=== PROBLEM TO SOLVE ===
Look for the line containing "waders, written as integer pixel values." in the listing below. Retype that line and every subsequent line through the last one, and only those.

━━━━━━━━━━━━━━━━━━━━

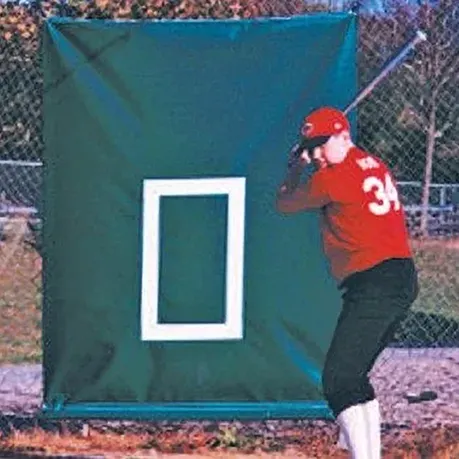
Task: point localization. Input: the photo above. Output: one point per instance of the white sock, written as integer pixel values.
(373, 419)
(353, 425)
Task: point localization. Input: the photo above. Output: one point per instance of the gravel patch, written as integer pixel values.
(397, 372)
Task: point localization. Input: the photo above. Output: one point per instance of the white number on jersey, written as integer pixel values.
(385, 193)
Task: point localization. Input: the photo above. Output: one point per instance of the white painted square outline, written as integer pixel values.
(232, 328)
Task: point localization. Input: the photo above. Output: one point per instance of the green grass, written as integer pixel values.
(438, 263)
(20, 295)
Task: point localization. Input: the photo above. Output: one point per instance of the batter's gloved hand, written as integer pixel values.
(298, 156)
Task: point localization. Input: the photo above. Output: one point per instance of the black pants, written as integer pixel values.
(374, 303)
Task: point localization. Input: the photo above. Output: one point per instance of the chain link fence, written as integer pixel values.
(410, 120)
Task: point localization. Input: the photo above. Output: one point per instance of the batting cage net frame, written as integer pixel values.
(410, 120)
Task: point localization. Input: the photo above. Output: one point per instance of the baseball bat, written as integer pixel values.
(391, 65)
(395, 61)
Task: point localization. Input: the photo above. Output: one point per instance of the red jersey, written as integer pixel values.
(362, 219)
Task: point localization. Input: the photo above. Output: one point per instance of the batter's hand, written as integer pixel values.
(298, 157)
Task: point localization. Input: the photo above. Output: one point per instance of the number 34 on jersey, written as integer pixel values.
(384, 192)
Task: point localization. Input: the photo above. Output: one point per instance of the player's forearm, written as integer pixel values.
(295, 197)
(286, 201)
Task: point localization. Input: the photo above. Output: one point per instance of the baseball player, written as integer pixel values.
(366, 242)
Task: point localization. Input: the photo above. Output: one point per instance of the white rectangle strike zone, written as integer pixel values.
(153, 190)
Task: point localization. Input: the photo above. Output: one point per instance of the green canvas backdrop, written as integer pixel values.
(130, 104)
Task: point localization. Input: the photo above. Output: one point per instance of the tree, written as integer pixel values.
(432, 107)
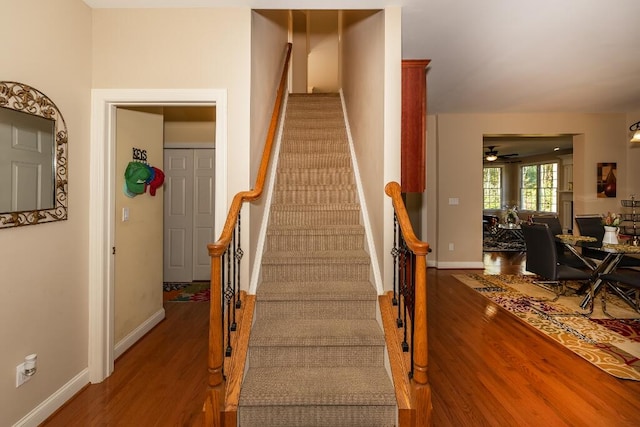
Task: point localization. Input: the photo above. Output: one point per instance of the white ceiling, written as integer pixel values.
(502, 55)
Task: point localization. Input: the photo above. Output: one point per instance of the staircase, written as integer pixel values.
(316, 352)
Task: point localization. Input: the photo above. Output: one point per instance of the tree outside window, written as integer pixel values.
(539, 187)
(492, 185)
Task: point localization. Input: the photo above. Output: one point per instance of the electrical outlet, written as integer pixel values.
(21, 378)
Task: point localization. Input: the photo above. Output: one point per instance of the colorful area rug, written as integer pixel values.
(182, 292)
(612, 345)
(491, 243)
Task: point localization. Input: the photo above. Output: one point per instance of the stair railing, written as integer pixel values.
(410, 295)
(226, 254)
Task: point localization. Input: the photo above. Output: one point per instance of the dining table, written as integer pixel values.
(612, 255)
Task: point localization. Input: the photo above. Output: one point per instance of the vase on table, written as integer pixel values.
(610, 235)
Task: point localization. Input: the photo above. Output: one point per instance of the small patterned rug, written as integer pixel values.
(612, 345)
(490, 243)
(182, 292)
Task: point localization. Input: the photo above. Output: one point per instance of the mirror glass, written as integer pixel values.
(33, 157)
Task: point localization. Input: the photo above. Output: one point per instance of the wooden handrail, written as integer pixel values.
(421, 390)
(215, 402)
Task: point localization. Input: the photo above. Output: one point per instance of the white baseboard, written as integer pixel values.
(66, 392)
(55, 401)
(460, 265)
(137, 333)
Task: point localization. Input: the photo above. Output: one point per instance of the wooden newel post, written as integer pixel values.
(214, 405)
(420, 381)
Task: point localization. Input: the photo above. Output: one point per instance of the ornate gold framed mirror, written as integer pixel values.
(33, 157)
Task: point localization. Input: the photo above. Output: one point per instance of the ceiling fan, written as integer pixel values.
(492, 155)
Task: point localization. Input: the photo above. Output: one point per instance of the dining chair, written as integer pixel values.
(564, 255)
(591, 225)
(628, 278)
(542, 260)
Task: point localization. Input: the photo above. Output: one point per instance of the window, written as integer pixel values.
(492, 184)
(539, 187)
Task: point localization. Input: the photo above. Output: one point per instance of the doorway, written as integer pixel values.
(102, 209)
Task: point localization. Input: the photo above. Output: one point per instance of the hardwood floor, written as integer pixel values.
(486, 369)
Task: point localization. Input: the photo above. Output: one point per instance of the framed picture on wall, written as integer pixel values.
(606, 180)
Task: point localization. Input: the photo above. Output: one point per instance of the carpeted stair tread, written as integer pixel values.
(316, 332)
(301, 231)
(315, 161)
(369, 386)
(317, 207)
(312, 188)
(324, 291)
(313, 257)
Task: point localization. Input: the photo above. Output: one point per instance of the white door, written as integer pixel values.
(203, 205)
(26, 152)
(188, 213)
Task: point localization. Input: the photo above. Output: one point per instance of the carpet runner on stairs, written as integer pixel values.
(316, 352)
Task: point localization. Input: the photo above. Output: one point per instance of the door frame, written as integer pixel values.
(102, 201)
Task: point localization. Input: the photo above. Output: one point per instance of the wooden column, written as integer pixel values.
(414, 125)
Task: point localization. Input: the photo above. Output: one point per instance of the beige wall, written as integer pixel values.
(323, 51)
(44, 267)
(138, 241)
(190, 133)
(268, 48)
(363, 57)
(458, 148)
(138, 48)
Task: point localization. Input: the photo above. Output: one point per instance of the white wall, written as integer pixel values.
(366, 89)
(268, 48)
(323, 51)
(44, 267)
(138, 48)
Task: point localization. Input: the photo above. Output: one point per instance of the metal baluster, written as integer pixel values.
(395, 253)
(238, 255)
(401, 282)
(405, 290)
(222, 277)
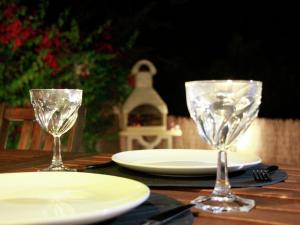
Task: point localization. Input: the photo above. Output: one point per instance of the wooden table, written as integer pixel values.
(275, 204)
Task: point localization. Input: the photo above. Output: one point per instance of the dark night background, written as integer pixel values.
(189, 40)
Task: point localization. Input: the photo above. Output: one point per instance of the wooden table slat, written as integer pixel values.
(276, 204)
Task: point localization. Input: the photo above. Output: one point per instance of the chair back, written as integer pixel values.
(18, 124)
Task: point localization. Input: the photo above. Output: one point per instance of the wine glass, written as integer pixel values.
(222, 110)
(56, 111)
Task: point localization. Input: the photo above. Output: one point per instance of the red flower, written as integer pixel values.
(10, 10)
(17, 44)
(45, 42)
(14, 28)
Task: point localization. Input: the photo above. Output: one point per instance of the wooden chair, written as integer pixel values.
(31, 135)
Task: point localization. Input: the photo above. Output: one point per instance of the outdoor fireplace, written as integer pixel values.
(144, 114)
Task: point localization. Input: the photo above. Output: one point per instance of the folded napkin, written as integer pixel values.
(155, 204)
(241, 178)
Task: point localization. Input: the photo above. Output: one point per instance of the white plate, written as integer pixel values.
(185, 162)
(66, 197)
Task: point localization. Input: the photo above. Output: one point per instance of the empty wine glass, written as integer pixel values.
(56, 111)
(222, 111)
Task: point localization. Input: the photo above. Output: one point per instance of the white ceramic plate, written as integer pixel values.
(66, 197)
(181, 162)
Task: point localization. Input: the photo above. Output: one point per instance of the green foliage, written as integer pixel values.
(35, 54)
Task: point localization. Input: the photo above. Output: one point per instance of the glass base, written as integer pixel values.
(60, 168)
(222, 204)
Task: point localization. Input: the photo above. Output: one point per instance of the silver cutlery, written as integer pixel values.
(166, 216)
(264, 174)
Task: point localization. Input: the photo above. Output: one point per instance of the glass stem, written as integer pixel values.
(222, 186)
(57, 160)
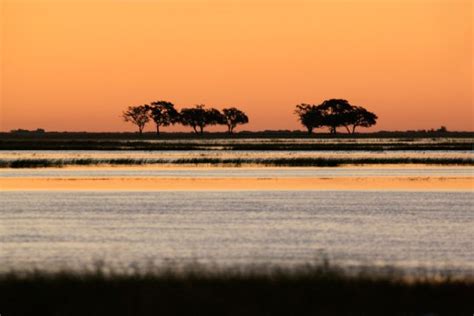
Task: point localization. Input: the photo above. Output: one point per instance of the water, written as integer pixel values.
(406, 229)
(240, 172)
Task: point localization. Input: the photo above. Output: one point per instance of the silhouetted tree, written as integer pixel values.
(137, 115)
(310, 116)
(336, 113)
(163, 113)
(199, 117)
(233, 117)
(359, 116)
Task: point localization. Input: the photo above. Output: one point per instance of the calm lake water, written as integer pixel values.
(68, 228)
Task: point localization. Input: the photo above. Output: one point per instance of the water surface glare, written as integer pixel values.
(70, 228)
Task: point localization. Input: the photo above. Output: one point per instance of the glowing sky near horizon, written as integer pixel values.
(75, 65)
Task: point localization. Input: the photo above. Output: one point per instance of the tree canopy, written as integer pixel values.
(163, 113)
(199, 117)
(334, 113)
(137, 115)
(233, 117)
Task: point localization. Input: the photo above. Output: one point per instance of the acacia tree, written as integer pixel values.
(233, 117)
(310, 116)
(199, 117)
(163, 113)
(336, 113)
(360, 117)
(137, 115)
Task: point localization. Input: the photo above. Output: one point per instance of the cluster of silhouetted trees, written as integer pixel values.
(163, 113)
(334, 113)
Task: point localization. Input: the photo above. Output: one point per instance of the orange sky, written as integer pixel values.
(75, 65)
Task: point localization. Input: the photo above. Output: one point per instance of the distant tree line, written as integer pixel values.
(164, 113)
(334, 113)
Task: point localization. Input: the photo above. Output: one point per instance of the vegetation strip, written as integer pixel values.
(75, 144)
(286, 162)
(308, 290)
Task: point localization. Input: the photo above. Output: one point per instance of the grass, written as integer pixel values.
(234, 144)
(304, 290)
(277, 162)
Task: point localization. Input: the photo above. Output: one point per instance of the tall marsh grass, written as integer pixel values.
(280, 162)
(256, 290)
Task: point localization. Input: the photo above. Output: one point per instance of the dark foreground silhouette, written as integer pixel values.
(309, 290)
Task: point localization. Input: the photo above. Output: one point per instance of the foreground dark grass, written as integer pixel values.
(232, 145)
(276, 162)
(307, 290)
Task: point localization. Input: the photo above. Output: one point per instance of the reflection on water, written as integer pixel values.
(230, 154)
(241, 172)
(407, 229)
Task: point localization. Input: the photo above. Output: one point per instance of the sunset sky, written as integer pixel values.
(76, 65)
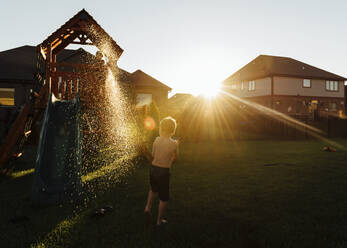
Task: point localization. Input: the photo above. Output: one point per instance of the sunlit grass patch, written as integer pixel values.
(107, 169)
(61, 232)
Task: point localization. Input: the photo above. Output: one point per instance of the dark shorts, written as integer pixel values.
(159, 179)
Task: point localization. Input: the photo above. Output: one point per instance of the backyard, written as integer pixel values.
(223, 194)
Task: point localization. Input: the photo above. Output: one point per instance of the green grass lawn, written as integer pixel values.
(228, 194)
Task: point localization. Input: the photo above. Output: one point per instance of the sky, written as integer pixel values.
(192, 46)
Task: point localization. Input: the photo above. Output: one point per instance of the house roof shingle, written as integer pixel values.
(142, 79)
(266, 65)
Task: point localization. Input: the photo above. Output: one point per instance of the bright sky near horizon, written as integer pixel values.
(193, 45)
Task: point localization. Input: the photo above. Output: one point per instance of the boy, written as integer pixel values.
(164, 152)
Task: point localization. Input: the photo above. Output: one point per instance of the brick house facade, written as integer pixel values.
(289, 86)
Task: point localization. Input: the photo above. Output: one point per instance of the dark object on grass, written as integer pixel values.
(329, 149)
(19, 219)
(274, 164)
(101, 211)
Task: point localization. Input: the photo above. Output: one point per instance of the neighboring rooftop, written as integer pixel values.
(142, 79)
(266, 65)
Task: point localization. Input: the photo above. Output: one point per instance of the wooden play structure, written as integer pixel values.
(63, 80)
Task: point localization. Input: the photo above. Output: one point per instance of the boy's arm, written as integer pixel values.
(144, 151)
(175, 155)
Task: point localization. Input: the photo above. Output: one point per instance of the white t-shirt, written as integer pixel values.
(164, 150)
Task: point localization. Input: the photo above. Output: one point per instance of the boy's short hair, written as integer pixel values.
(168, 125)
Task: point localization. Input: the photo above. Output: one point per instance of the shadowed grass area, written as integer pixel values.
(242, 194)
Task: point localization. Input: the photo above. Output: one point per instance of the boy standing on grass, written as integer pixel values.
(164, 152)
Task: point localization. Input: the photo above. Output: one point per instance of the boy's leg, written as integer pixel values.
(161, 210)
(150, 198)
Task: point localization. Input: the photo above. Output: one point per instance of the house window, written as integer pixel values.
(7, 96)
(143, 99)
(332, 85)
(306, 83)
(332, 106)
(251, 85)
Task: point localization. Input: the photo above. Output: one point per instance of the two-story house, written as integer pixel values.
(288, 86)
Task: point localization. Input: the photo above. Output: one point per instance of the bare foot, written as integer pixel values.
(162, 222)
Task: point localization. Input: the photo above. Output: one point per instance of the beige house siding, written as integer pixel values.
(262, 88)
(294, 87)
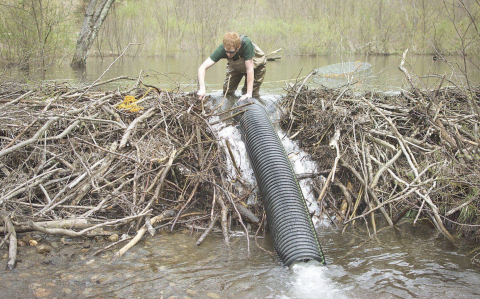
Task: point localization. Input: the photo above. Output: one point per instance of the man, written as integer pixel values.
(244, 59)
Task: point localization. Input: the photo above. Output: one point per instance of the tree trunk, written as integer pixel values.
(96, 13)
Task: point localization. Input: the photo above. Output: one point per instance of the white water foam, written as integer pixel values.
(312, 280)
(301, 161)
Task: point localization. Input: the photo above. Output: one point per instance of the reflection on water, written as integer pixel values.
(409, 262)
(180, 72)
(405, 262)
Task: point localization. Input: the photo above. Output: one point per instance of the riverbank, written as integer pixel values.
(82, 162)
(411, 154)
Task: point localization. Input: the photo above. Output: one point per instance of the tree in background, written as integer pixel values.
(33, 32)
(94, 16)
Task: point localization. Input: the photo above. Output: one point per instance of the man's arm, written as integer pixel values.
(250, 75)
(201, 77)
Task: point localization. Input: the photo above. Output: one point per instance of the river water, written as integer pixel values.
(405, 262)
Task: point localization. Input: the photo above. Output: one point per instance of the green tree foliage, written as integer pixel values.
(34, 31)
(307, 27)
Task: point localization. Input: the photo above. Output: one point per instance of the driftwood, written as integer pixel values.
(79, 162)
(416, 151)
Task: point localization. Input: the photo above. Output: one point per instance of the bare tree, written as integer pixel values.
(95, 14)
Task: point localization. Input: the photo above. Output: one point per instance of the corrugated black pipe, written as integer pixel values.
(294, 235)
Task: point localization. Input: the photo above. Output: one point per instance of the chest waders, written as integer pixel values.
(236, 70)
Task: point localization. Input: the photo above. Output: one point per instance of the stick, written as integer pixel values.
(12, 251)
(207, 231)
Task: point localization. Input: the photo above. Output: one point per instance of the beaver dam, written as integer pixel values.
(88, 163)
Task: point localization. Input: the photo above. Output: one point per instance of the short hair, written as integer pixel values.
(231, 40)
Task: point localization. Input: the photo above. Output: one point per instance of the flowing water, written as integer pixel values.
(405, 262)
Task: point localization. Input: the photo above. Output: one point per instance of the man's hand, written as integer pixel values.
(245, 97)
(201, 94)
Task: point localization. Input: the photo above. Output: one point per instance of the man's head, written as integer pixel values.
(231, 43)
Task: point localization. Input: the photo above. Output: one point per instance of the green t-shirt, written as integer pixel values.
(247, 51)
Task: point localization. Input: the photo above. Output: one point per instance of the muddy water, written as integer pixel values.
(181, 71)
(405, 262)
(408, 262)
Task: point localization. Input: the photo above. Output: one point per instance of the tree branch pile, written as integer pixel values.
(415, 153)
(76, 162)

━━━━━━━━━━━━━━━━━━━━

=== EXERCISE ANSWER ===
Task: point localization. Input: the photo above. Output: one point per instance of the chest waders, written as integer pixel values.
(236, 70)
Task: point localization. Input: the photo above. Output: one point per instance of the stick, written as integer pixel values.
(12, 251)
(207, 231)
Task: point localization. Input: the photo above. Output: one point per instance of the beaver dam, written as integer pixel values.
(88, 163)
Task: point localization. Input: the photo above. Output: one point per instance of the short hair, written as integer pixel values.
(231, 40)
Task: point localization. Input: the photo above. Output: one point per instance of the flowing water, written as integer pixel values.
(405, 262)
Task: point localization. Input: the photo above. Output: one point per instance of the man's hand, written as integer pixel values.
(245, 97)
(201, 94)
Task: point localization. Input: the photo above. Output: one point per instance of the man's head, written as integer pixel values.
(231, 43)
Task: point localization. Input: the photo above. Output: one point per instance of the green t-shirt, written as integer pixel values.
(247, 51)
Task: point localization. Input: the photo above. Output: one point per instance of the muddy water, written as integer pixel values.
(181, 71)
(405, 262)
(408, 262)
Task: point localization. Input: the photo above. Output: one point per instance of the tree branch pile, written as integer pixel values.
(415, 153)
(76, 162)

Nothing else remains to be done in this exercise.